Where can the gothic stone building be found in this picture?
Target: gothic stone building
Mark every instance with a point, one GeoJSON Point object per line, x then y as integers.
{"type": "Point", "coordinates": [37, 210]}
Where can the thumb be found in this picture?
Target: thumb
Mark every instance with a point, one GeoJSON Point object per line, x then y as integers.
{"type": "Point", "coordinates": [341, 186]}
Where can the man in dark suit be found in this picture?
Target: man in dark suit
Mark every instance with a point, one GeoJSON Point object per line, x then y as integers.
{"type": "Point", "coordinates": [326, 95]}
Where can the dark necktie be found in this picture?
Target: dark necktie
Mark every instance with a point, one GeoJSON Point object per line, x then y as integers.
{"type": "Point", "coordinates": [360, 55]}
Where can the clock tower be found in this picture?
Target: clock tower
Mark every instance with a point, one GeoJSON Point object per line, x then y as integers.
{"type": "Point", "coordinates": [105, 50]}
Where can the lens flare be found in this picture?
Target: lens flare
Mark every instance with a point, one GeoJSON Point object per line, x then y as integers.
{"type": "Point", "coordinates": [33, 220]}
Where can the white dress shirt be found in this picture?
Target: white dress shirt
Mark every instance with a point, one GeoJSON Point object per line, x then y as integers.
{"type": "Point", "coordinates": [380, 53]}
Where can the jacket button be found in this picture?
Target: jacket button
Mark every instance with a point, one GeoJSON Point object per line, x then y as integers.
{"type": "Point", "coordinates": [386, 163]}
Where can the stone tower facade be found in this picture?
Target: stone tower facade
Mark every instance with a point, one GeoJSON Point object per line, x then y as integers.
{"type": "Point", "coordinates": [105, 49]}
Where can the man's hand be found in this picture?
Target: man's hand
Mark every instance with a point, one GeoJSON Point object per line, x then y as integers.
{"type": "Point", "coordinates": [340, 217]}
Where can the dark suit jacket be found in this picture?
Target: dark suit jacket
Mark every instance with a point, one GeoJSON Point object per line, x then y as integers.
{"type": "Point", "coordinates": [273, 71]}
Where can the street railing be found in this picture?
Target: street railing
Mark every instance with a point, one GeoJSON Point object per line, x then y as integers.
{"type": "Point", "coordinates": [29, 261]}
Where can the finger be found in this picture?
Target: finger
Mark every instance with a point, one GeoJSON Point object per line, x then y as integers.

————

» **Task to complete**: Swap "every" for "each" everywhere in the records above and write them out again with everything else unchanged.

» **Correct response**:
Where can the gothic stone building be found in this picture?
Target: gothic stone building
Mark each instance with a point, one GeoJSON Point object per line, x then y as integers.
{"type": "Point", "coordinates": [37, 210]}
Where can the thumb be found in this picture?
Target: thumb
Mark each instance with a point, one GeoJSON Point object per line, x then y as integers.
{"type": "Point", "coordinates": [341, 186]}
Where can the man in dark suit be found in this picture?
Target: man in dark suit
Mark each instance with a point, one GeoJSON Point object per line, x then y as integers.
{"type": "Point", "coordinates": [326, 95]}
Where can the dark necktie be found in this picture?
Target: dark necktie
Mark each instance with a point, one GeoJSON Point object per line, x then y as integers.
{"type": "Point", "coordinates": [360, 55]}
Where can the clock tower be found in this picture?
Target: clock tower
Mark each instance with a point, one GeoJSON Point object per line, x then y as integers.
{"type": "Point", "coordinates": [105, 50]}
Where can the lens flare be found in this picture?
Target: lens flare
Mark each instance with a point, one GeoJSON Point object per line, x then y as integers.
{"type": "Point", "coordinates": [33, 220]}
Where can the white dress shirt be found in this picture?
Target: white dress shirt
Mark each instance with a point, one GeoJSON Point object per line, x then y as integers.
{"type": "Point", "coordinates": [380, 53]}
Where can the jacket button be found in this picture?
Target: jacket button
Mark each instance with a point, one GeoJSON Point object per line, x then y as integers.
{"type": "Point", "coordinates": [386, 163]}
Where can the stone tower facade be found in this picture?
Target: stone tower facade
Mark each instance with a point, one GeoJSON Point object per line, x then y as integers.
{"type": "Point", "coordinates": [105, 49]}
Where can the man's hand be found in this picture?
Target: man's hand
Mark each instance with a point, one GeoJSON Point object per line, x then y as integers.
{"type": "Point", "coordinates": [340, 217]}
Where can the dark suit jacket be found in this picture?
Target: dark suit jacket
Mark each instance with a point, one GeoJSON Point object per line, x then y as integers.
{"type": "Point", "coordinates": [273, 71]}
Where can the street railing be found in this picture?
Target: street railing
Mark each instance with a point, one GeoJSON Point object per line, x then y as integers.
{"type": "Point", "coordinates": [29, 261]}
Where can the finger be found in this picture?
Target: finger
Mark each instance with a point, one GeoJSON Point object per line, x then y as integers.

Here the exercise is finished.